Problem details: Display every line of the data below that contains the word "field". Treat uppercase and lowercase letters as distinct.

Collected data
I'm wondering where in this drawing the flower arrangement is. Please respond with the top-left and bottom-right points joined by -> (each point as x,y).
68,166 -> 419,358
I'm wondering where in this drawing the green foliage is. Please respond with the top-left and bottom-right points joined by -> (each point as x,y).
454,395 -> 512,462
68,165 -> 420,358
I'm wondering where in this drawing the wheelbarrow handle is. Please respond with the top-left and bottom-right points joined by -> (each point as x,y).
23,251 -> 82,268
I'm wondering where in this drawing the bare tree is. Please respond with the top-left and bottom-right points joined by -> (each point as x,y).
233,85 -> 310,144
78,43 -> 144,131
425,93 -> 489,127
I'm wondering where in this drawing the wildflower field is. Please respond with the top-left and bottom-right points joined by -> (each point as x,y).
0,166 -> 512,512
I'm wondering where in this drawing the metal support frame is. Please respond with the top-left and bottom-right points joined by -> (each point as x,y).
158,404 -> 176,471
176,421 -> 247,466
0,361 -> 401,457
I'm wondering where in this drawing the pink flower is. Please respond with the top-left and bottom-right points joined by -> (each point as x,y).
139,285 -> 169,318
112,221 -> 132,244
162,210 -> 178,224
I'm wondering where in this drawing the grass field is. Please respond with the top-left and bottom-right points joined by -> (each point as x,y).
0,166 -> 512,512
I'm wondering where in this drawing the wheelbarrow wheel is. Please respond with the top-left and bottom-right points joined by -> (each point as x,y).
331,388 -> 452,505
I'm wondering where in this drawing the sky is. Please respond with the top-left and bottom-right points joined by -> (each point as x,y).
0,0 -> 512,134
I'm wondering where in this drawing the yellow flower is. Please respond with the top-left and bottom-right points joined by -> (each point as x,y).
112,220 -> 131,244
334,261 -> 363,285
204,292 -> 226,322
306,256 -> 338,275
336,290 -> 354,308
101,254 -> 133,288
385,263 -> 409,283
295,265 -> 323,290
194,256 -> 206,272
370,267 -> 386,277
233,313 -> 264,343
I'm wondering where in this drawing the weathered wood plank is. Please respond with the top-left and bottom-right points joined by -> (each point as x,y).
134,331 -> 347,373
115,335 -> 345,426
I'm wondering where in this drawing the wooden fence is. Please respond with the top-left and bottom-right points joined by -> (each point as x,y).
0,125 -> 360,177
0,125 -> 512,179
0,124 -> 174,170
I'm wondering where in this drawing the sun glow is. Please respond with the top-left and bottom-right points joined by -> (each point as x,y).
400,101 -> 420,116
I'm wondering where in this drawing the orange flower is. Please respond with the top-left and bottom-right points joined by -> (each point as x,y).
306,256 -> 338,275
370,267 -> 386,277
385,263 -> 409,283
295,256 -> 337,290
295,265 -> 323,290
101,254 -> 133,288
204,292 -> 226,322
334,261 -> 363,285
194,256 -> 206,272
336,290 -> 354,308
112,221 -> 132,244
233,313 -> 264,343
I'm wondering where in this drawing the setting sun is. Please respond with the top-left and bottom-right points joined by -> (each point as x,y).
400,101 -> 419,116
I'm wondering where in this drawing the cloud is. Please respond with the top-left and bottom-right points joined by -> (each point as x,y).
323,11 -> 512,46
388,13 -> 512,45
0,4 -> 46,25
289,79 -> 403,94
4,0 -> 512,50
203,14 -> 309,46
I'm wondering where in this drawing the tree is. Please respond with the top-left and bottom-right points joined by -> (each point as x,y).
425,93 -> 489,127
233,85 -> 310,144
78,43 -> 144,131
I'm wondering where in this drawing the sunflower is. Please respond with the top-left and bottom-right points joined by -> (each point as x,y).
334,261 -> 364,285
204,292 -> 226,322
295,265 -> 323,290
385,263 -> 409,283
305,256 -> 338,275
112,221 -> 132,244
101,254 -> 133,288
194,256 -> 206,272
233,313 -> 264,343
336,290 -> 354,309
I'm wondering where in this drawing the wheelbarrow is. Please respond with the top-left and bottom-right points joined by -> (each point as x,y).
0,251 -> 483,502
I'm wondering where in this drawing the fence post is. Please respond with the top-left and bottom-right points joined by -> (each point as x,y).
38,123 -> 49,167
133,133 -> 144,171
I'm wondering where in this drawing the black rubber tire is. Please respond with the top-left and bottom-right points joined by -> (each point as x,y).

Complete answer:
I'm wondering where in this drawing the wildflower field is. Please respond with the top-left and bottom-right points joined by -> (each point as x,y).
I'm wondering where in this drawing the grass field is. Please respond with the top-left and bottom-right points joined by -> (each point as x,y).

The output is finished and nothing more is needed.